Activities:
**A.** In the article on the 2008 Salmonella Saintpaul outbreak, why did the FDA warn consumers not to eat tomatoes? Answer in one to three sentences.
**B.** From the article on the 2008 Salmonella Saintpaul outbreak, copy the part that opens with the words "Raw tomatoes were implicated" and closes with "ready for market.".
**C.** According to the article on the 2008 Salmonella Saintpaul outbreak, on what date did the CDC first learn of the outbreak, and who notified it?

It’s probably no comfort to tomato growers who lost their crop that year, but the team that investigated the 2008 Salmonella Saintpaul outbreak has stepped up with an explanation on why there was not more precision in naming the source of the pathogen–they say it was complicated.
Writing in the New England Journal of Medicine, the Centers for Disease Control (CDC) outbreak team involved in the epidemiological investigation into the 1,500 cases of the outbreak strain of Salmonella enterica Saintpaul said their inquiry was really a series of investigations.
Raw tomatoes were implicated early on, but “subsequent epidemiologic and microbiologic evidence implicated jalapeno and Serrano peppers,” according to the journal article.
Acting on the early information, the U.S. Food and Drug Administration (FDA) warned consumers not to eat tomatoes, just as many spring and early summer crops were ready for market.
The nationwide investigation that followed was really a series of separate studies and probes into as many as nine restaurant clusters in a half dozen states.
“Raw tomatoes were an ingredient in an implicated item in three clusters,” the journal article says. “The outbreak strain was identified in jalapeno peppers collected in Texas and in agricultural water and Serrano peppers on a Mexican farm. Tomato tracebacks did not converge on a single source.”
CDC first learned about the Salmonella Saintpaul outbreak on May 22, 2008 when it was notified by the New Mexico Department of Health about 19 cases of Salmonella infection.

Recorded data:
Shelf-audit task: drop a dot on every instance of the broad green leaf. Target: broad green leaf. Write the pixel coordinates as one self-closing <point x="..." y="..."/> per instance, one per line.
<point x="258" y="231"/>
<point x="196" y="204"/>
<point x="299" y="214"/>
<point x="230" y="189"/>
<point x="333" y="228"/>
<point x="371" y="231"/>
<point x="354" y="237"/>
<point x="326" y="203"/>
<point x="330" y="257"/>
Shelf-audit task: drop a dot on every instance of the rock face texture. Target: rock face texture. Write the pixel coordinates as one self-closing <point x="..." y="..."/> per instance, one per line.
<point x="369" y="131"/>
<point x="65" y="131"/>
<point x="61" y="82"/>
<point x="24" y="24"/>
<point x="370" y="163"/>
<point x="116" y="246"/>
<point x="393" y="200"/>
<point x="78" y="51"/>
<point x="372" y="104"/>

Responses to the exercise:
**A.** The FDA acted on the early information. Raw tomatoes were implicated early in the investigation, so it warned consumers against eating them.

**B.**
Raw tomatoes were implicated early on, but “subsequent epidemiologic and microbiologic evidence implicated jalapeno and Serrano peppers,” according to the journal article.
Acting on the early information, the U.S. Food and Drug Administration (FDA) warned consumers not to eat tomatoes, just as many spring and early summer crops were ready for market.

**C.** The CDC first learned of the outbreak on May 22, 2008, when the New Mexico Department of Health notified it about 19 cases of Salmonella infection.